> _Document segment_
Improving forecasting models

Introduction

Learning how to look at time-series data and identify features that might make a particular dataset easier or harder to predict is a skill that takes time to get good at. It is a common pitfall to just start throwing models at data, without really looking at the data themselves, or making detailed comparisons of forecasts to observations.

Slides

Objectives

The goal of this session is to start to introduce you in a bit more depth to the ARIMA modeling framework, and to some important forecasting practices. We will focus on learning how to look at data, transformations and summaries of time-series data, and forecasts, to infer what kinds of model structures will help improve predictions.

Caution

None of the models introduced in this section are designed for real-world use!

Source file

The source file of this session is located at sessions/forecasting-models.qmd.

Libraries used

In this session we will use nfidd package for some flu data, the fable package to fit and forecast ARIMA models, the dplyr and tidyr packages for data wrangling, ggplot2 library for plotting, and the epidatr package for loading epidemiological data.

library("nfidd")
library("fable")
library("dplyr")
library("tidyr")
library("ggplot2")
library("epidatr")
Tip

The best way to interact with the material is via the Visual Editor of RStudio.

Initialisation

We set a random seed for reproducibility. Setting this ensures that you should get exactly the same results on your computer as we do.

set.seed(123)

> _Collected data_

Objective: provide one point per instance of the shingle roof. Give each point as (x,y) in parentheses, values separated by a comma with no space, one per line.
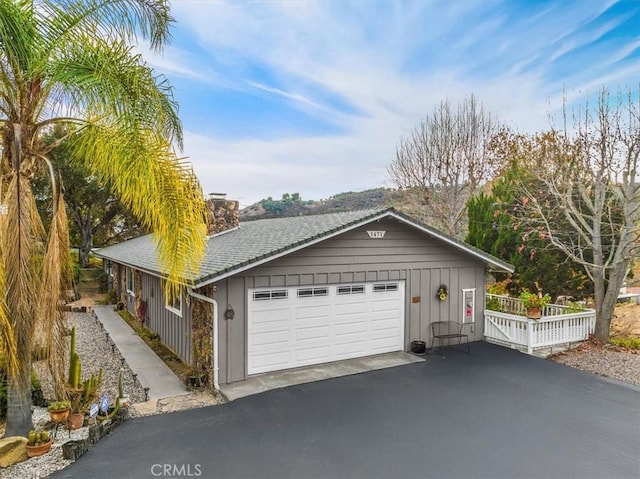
(254,242)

> _Tasks to carry out_
1 – In the forecasting models page, reproduce the passage from "In this session" to "Editor of RStudio." with "plotting" changed to "visualization".
2 – Which package does the forecasting models page name for fitting and forecasting ARIMA models?

> _Full answers_
1 –
In this session we will use nfidd package for some flu data, the fable package to fit and forecast ARIMA models, the dplyr and tidyr packages for data wrangling, ggplot2 library for visualization, and the epidatr package for loading epidemiological data.

library("nfidd")
library("fable")
library("dplyr")
library("tidyr")
library("ggplot2")
library("epidatr")
Tip

The best way to interact with the material is via the Visual Editor of RStudio.

2 – The fable package.